>>>

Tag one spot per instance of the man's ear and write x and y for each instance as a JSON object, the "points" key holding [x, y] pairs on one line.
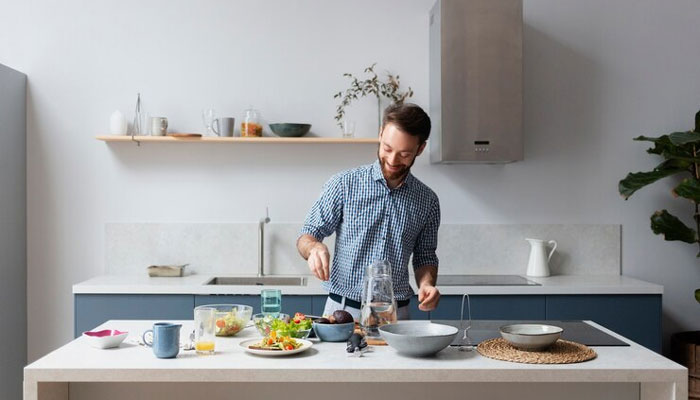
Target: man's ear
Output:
{"points": [[421, 148]]}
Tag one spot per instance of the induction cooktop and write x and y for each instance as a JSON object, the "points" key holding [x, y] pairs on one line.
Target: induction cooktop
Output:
{"points": [[484, 280]]}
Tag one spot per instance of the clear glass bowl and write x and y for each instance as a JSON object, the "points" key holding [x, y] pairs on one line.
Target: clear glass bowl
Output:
{"points": [[230, 318]]}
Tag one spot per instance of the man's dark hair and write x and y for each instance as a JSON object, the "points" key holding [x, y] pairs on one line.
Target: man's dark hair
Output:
{"points": [[409, 118]]}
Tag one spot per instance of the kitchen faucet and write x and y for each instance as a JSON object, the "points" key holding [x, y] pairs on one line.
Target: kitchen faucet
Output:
{"points": [[261, 242]]}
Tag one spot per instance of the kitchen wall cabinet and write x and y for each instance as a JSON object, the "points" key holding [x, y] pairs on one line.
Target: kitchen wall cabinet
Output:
{"points": [[635, 316]]}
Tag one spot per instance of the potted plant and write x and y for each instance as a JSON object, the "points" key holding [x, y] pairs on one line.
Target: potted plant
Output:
{"points": [[372, 85], [681, 156]]}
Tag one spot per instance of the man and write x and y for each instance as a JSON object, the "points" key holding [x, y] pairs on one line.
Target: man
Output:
{"points": [[378, 212]]}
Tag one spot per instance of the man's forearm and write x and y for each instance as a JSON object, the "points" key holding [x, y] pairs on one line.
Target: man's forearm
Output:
{"points": [[426, 274], [305, 243]]}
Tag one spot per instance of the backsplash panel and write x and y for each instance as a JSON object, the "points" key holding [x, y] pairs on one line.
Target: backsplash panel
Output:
{"points": [[231, 248]]}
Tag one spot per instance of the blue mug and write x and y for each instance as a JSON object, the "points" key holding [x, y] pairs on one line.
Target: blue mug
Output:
{"points": [[165, 339]]}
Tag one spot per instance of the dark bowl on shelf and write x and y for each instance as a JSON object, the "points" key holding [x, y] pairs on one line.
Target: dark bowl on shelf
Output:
{"points": [[290, 130]]}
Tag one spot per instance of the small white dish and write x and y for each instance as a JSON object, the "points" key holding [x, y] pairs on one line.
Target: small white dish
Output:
{"points": [[305, 345], [531, 336], [105, 339]]}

<<<

### [TASK OBJECTIVE]
Retype all of the entries exactly as written, leaving out any images.

### [RESPONSE]
Tag one spot per instance of the man's ear and write x and y for each instance as a JSON object, the "points" key holding [x, y] pairs on one line.
Target: man's ear
Output:
{"points": [[421, 148]]}
Tag one spot per instance of the induction cooktop and write x and y for each instance as a JSON object, the "points" key holding [x, y] pairs on one line.
Target: induction cooktop
Output:
{"points": [[484, 280]]}
Tag one spot per instance of the clear glass bowl and write x and y for each instance as a JSON object, the "points" key holding [x, y] pairs on one line.
Target: clear glass bowl
Output:
{"points": [[230, 318]]}
Tag one spot per instance of the man's dark hair and write x and y for each instance as a JSON object, the "points" key holding [x, y] pairs on one line.
Target: man's dark hair
Output:
{"points": [[409, 118]]}
Tag one spot per instance of the kitchen faucet and write x and y for each instance as a JSON object, the "points" key holding [x, y] pairs on one line.
Target: kitchen faucet
Output:
{"points": [[261, 242]]}
Tag one spot per instance of the kitchen wall cabinet and write x and y for each instance as a JSON object, the "points" key holding [x, y] pairs on one line.
Target: kitchen wall cabinet
Output:
{"points": [[635, 316]]}
Tag one spot per instance of the potted plant and write x and y for each instance as a JSON object, the "points" key holding [x, y] pairs on one line.
Target: potted plant
Output:
{"points": [[372, 85], [681, 156]]}
Tag one spot per instance of the man and write x and y for each instance as a JSON object, the "points" key holding [x, y] pairs on one line.
Target: man
Output:
{"points": [[378, 212]]}
Tag one spot per instance of the man's forearm and write x and y for each instance as a JSON object, the "points" key holding [x, y] pairs on one line.
Target: man's forearm
Output:
{"points": [[426, 274], [305, 243]]}
Tag one spot per instance of the backsplash panel and write x and y for each instance as a JSON object, the "points" key holding [x, y] pairs on one line.
Target: backsplash panel
Output:
{"points": [[231, 248]]}
Tag one spot per instance of the blue mug and write x and y for each instance as a JSON object, the "points" key holding [x, y] pairs on one line.
Target: blue mug
Output:
{"points": [[165, 339]]}
Tag one spot per instance of the dark bowl on shelf and write x and y for each instance as a JSON object, the "points" key holding [x, y] pairs on one line.
Target: dark bowl on shelf
Output:
{"points": [[290, 130]]}
Tag one spot per instance of the small white dish and write x and y for each instance as a JSON object, the "points" key holding [x, y] pairs on one line.
Target: small white dish
Output:
{"points": [[305, 345], [531, 336], [105, 339]]}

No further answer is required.